_A block of data_:
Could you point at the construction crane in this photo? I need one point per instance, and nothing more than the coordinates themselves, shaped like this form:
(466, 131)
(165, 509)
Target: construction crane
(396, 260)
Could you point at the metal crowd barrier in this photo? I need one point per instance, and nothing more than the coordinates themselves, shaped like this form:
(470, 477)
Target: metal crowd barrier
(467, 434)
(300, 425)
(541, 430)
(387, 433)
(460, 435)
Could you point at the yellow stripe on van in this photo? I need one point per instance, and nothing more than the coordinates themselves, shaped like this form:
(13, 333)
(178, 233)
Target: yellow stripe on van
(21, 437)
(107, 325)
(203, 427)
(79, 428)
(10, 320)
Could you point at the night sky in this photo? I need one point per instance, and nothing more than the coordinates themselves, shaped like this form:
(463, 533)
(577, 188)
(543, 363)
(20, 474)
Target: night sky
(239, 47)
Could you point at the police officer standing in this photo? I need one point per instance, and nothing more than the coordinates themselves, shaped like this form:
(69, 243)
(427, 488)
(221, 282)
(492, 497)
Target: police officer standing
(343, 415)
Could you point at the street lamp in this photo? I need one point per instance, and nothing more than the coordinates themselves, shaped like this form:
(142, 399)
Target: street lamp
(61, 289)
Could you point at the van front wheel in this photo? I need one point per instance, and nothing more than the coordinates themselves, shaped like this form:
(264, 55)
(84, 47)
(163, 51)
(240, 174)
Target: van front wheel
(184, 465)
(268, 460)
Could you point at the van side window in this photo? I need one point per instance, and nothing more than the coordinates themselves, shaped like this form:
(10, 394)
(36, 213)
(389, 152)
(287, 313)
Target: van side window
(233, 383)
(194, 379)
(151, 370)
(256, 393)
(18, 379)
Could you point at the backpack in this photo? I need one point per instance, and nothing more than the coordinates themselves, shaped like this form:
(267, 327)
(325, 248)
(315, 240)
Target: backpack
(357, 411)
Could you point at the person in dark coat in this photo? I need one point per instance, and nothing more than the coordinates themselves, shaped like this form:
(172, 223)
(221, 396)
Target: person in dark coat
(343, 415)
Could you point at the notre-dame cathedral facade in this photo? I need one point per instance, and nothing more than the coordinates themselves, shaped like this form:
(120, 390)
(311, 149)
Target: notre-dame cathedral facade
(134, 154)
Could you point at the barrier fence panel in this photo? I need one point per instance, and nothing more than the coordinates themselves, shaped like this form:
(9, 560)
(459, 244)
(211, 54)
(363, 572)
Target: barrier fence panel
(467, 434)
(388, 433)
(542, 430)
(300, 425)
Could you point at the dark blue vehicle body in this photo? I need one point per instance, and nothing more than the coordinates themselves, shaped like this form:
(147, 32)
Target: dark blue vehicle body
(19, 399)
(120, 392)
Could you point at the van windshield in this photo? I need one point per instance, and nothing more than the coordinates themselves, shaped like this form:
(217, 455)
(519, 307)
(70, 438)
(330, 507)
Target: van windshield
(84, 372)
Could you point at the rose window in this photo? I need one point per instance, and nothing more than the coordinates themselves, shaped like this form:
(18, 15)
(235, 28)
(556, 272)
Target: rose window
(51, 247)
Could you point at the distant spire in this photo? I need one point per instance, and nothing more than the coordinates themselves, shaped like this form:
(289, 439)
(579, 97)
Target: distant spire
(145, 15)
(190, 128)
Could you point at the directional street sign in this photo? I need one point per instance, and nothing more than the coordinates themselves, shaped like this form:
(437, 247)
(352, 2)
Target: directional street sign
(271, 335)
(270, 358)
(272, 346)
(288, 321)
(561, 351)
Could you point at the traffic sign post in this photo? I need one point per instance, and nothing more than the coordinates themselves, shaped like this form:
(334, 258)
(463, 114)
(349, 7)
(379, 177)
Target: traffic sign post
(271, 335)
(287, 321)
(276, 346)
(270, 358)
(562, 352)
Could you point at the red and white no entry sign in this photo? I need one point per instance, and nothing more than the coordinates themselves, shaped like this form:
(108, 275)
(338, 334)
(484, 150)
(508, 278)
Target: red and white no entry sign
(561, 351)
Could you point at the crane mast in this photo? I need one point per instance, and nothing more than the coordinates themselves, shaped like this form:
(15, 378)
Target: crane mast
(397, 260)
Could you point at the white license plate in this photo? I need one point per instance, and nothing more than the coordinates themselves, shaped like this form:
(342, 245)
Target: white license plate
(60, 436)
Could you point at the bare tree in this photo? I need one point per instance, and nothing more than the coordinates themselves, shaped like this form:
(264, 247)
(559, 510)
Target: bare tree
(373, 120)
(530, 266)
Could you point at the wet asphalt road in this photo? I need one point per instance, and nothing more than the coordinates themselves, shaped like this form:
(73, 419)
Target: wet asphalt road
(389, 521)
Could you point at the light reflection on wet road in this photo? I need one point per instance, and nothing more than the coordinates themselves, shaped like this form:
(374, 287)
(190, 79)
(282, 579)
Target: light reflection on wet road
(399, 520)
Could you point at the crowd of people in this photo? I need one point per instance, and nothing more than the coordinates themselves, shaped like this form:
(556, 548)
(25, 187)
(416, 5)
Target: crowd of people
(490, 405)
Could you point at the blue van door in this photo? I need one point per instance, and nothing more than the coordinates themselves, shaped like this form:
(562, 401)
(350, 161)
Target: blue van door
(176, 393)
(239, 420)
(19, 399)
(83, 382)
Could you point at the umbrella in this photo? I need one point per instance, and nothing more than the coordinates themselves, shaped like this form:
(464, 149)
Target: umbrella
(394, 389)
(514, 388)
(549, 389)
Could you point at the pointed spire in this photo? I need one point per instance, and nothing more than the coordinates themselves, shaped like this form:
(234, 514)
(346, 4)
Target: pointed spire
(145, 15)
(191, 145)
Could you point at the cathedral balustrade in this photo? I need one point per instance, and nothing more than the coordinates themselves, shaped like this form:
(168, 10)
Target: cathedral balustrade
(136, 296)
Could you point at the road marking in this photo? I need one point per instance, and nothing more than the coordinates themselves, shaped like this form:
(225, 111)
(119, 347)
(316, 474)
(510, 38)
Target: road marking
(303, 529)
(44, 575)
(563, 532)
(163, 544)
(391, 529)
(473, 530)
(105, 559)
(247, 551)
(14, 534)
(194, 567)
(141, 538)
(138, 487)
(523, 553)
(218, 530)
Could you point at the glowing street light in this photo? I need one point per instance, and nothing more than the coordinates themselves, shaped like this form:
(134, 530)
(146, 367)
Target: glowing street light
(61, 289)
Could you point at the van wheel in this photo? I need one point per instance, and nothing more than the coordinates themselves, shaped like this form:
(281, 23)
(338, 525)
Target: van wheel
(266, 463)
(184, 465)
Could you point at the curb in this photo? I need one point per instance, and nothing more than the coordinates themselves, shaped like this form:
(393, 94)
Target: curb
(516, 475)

_GIVEN EXERCISE_: Please reproduce each record precisely as written.

_COMPLETE RESPONSE_:
Could you point at the construction crane in this photo? I need one point per instance, and nothing more than the coordinates themselves, shaped like this form:
(466, 131)
(165, 509)
Target: construction crane
(396, 260)
Could you point at the metal crowd barrier in this photo? I need one point per instance, and nothing more than the coordinates themselves, shaped like this form:
(470, 477)
Target: metal crowd barrier
(467, 434)
(300, 425)
(541, 430)
(387, 433)
(460, 435)
Could you point at the yellow stripe on van in this photo? I need one point per instance, and nothing more than the coordinates themselves, shaped like this form:
(13, 333)
(178, 233)
Target: yellow stripe on van
(21, 437)
(107, 325)
(203, 427)
(79, 428)
(10, 320)
Could you point at the night sky in this photo? I need one point per instance, and nothing more than the coordinates themselves, shaped like this form:
(463, 533)
(577, 188)
(543, 363)
(20, 474)
Target: night sky
(239, 47)
Could you point at the police officer standing in this photo? I need one point per instance, and nothing more than the coordinates themselves, shaped like this form:
(69, 243)
(427, 488)
(221, 282)
(492, 497)
Target: police officer standing
(343, 415)
Could you point at the street lamp in this photo? I need one point per instance, and nothing more than the coordinates themselves, shaped like this form:
(142, 399)
Target: street lamp
(61, 289)
Could you point at the van front wheel in this photo? I need one point per instance, and nothing more than the coordinates themselves, shaped like this form:
(264, 55)
(84, 47)
(163, 51)
(240, 174)
Target: van front wheel
(184, 465)
(268, 460)
Could you point at the van side window in this photo? I need one point per instance, and nothing more than the coordinates themselves, shaped like this form:
(10, 394)
(36, 213)
(389, 152)
(287, 313)
Target: van side window
(233, 383)
(194, 379)
(151, 370)
(256, 393)
(18, 379)
Could you point at the backpack in this photo? I need one point per instance, and nothing more than the coordinates themselves, shaped like this form:
(267, 327)
(325, 248)
(315, 240)
Target: backpack
(357, 411)
Could you point at the person in dark coat in this photo? I need one point per instance, and nothing more than the coordinates themselves, shaped like this form:
(172, 223)
(221, 396)
Target: person in dark coat
(343, 415)
Could you point at the notre-dame cathedral facade in this photo? I need one point per instance, and nothing more than the coordinates themselves, shaped like this form:
(120, 390)
(311, 149)
Target: notre-dame cathedral facade
(134, 154)
Could you point at the barrier fence panel in this photo? I need one point per instance, and nothing more than the coordinates themselves, shaped like this form:
(9, 560)
(459, 244)
(211, 54)
(363, 572)
Target: barrier fence panel
(467, 434)
(388, 433)
(542, 430)
(300, 425)
Could you point at the dark blue vehicle body in this photo? I need one point per instance, and nothing more than the coordinates themselves, shaped like this form:
(147, 32)
Target: dark blue vehicle body
(19, 399)
(120, 392)
Could you point at the van windshield in this photo? I need one point per instance, and nothing more than the coordinates themselves, shaped like this form:
(217, 455)
(519, 307)
(70, 438)
(330, 507)
Target: van windshield
(84, 372)
Could you point at the rose window in this photo? I need one point per instance, and nothing more than the coordinates themselves, shaped like this form:
(18, 15)
(235, 28)
(556, 272)
Target: rose window
(51, 247)
Could you point at the distant spire in this photo? I need one point per instance, and nothing more than the coordinates themselves, shaped like this form:
(289, 439)
(579, 97)
Target: distant spire
(145, 15)
(190, 128)
Could you point at the directional street sign in this photo? I need one point per instance, and nothing more than the coordinates themselves, shaped like this form:
(437, 247)
(352, 2)
Target: directional street sign
(271, 335)
(270, 358)
(272, 346)
(288, 321)
(561, 351)
Could you point at the traffic sign post in this photo? I need one point per instance, and nothing more than the coordinates themselves, shaped like this form:
(334, 258)
(463, 114)
(349, 7)
(379, 177)
Target: traffic sign post
(271, 335)
(287, 321)
(276, 346)
(270, 358)
(562, 352)
Could you point at the red and white no entry sign in this photo? I need one point per instance, and nothing more than the coordinates themselves, shaped like this form:
(108, 275)
(338, 334)
(484, 150)
(508, 278)
Target: red and white no entry sign
(561, 351)
Could you point at the crane mast in this photo? I need one point per instance, and nothing more than the coordinates themselves, shaped like this form:
(15, 378)
Target: crane mast
(397, 260)
Could you point at the white license plate in this photo? I need one point per instance, and nothing more than the coordinates themselves, shaped like this form:
(342, 245)
Target: white license plate
(60, 436)
Could you point at the bare tree in this photo? I need one point per instance, and nothing more than the coordinates themselves, shaped like this form:
(264, 247)
(559, 510)
Target: bare tree
(373, 120)
(530, 266)
Could you point at the wet asphalt road in this photo? I need one point per instance, and nothing more than the coordinates themselves, shaped like this form:
(73, 419)
Target: wet asphalt road
(389, 521)
Could you point at the light reflection on wet road in this photo? I need one point per instance, and nothing more than the coordinates themselves, shaped like this form:
(374, 287)
(190, 79)
(282, 579)
Target: light reflection on wet road
(399, 520)
Could you point at the crowd of people in this photo? I need one point per instance, and nothing more than the coordinates themselves, shaped like this form:
(556, 548)
(25, 187)
(416, 5)
Target: crowd of people
(490, 405)
Could you point at the blue van door in this photo? I need one point per instance, and nothing more than the coordinates themselves, shaped like this form:
(562, 401)
(350, 161)
Target: blue van door
(176, 393)
(239, 420)
(19, 399)
(83, 382)
Could you point at the umbrella in this photo? I need one point per instance, and nothing more than the coordinates themselves, shaped like this form:
(464, 149)
Target: umbrella
(394, 389)
(514, 388)
(549, 389)
Could you point at the pointed spire in this photo? I need one point per instance, and nothing more than the coordinates themselves, shaped like this form:
(234, 514)
(346, 4)
Target: pointed spire
(145, 15)
(191, 145)
Could you point at the cathedral balustrade in this photo? I need one point per instance, and nothing more than the coordinates themselves, shaped like this form:
(168, 10)
Target: cathedral balustrade
(136, 296)
Could you point at the road marking in this photo? I need one point per instance, and nothing more than the coordinates themselves, shaped like this form:
(225, 111)
(119, 347)
(316, 474)
(510, 38)
Target: road marking
(303, 529)
(44, 575)
(563, 532)
(163, 544)
(391, 529)
(473, 530)
(105, 559)
(247, 551)
(14, 534)
(194, 567)
(141, 538)
(138, 487)
(523, 553)
(218, 530)
Could you point at the glowing street light in this photo? I need one point per instance, and nothing more than the coordinates themselves, shaped like this form:
(134, 530)
(146, 367)
Target: glowing street light
(61, 289)
Could you point at the van wheel in this photo? I need one point per instance, and nothing more than the coordinates themselves, shaped like this form:
(281, 23)
(338, 525)
Target: van wheel
(266, 463)
(184, 465)
Could you point at the curb in this photo? I need one point per instance, and nothing more than the coordinates themselves, shaped like this form:
(393, 94)
Target: curb
(516, 475)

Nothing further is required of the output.